* Instructions *
1. Quote the passage of the article about Willow the cat from "A cat that was" up to and including "no extra weight.".
2. In the article about Willow the cat, what linked Willow to the Squires family of Boulder?

(Reading passage Opens)

A cat that was found on a New York street five years after wandering from its Colorado home probably had some human care in recent days, but so far no one is claiming ownership besides the family that lost it.
The executive director of New York's Animal Control & Care agency, Julie Bank, said Thursday that if Willow the calico had been living a street life for any length of time, she likely would have fleas, injuries, a dirty coat and no extra weight.
"Instead, she's chunky. She's got weight on her. Her coat looks good. No fleas, no injuries," Bank said. "She's been fed."
Willow was found in Manhattan on Wednesday, and an embedded microchip linked her to the Squires family of Boulder, Colo., which feared she had been killed by coyotes when she wandered off five years ago.
Jamie Squires said the family is grateful to anyone who cared for Willow.
"Part of me feels bad, if someone has been taking care of her and considers her their pet," said Squires, who is planning her family's reunion with Willow. "But, no, it's really our pet. Sorry."
Bank said no one else had come forward to claim Willow, whose mysterious travels caught attention around the world. She said the microchip that the Squireses embedded in Willow likely would settle any question of ownership.
"You have to show proof of ownership, and at this point the proof of ownership is the chip, and it points to the people in Colorado," Bank said.
Willow, after a day as a celebrity including a visit to Anderson Cooper's talk show, was headed for a stint in foster care to satisfy a health requirement before returning to the Rocky Mountains.
Squires said Willow can't return to Colorado until it's proven she doesn't have any infectious diseases.
"Since we can't prove that, since she was in a shelter, she has to go into foster care with no other animals," Squires said.
The family, which includes three children and two dogs, is planning to travel to New York for a reunion once Willow is cleared to enter Colorado, Squires said.

(Reading passage Closes)
(Dataset records Opens)

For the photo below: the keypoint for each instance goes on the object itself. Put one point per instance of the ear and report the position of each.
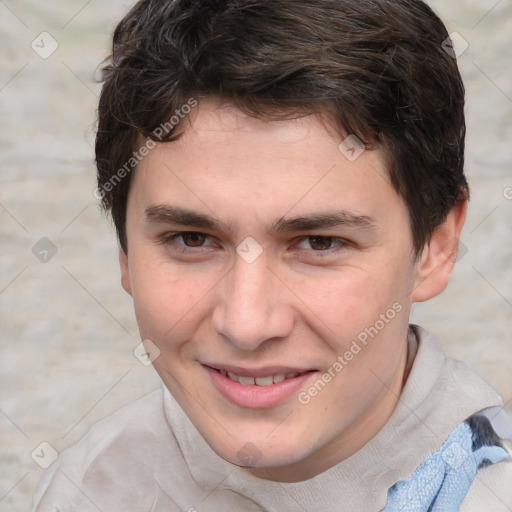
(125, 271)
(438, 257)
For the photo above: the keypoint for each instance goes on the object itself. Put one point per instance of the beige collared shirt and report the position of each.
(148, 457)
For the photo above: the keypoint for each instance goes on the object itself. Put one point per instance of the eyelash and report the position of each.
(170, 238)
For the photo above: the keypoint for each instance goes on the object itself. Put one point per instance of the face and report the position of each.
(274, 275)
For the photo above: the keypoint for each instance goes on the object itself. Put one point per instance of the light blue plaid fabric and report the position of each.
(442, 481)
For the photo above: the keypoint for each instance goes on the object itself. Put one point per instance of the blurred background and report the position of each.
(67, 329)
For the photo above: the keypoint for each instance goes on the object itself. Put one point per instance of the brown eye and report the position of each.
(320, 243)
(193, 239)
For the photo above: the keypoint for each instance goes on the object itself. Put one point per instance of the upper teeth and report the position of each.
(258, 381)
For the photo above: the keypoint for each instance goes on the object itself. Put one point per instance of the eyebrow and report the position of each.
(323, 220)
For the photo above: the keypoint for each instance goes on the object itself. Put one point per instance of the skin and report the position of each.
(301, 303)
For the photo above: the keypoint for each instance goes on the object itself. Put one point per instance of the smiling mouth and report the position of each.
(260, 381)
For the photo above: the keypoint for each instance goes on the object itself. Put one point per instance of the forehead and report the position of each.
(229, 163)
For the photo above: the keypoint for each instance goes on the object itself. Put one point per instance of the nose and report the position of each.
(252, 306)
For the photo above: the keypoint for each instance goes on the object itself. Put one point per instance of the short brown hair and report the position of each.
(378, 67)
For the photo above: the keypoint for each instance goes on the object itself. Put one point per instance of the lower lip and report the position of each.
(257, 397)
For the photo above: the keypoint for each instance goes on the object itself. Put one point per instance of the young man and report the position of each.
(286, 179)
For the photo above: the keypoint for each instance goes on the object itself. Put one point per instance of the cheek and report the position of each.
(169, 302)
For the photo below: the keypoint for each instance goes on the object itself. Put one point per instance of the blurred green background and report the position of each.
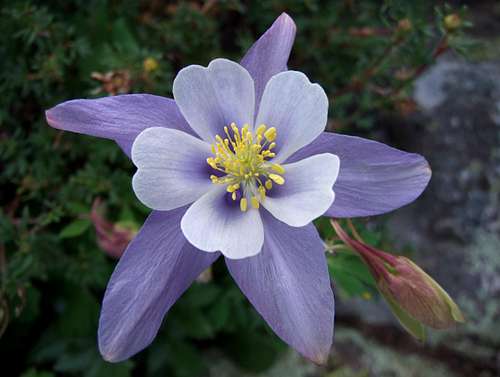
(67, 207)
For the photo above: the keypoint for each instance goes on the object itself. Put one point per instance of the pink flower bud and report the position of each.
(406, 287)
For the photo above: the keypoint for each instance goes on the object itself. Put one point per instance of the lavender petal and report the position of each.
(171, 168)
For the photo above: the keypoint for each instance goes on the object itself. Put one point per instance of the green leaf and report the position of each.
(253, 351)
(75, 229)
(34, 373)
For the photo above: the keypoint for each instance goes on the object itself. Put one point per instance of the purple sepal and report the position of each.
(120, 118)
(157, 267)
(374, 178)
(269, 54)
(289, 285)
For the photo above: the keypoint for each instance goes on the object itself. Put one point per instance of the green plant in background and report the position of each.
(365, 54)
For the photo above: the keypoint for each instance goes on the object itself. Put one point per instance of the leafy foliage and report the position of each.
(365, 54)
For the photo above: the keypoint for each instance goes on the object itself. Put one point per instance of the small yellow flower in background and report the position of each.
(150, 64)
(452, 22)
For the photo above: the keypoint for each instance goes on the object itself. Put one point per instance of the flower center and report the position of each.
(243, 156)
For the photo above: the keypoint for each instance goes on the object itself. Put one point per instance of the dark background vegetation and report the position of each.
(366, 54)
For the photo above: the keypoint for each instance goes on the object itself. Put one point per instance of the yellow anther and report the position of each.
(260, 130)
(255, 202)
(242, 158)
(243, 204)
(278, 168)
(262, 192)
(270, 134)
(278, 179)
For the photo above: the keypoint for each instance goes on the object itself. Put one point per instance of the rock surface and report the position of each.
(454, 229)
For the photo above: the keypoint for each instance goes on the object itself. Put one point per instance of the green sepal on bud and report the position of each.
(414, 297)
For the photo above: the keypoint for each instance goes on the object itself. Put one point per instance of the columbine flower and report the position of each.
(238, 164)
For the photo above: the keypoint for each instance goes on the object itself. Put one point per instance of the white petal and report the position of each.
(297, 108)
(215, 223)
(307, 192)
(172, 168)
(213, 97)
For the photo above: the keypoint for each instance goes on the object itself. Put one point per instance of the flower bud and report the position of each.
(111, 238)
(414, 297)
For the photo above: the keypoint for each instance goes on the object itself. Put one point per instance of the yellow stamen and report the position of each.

(Dataset records Closes)

* Answers provided *
1.
A cat that was found on a New York street five years after wandering from its Colorado home probably had some human care in recent days, but so far no one is claiming ownership besides the family that lost it.
The executive director of New York's Animal Control & Care agency, Julie Bank, said Thursday that if Willow the calico had been living a street life for any length of time, she likely would have fleas, injuries, a dirty coat and no extra weight.

2. An embedded microchip linked Willow to the Squires family.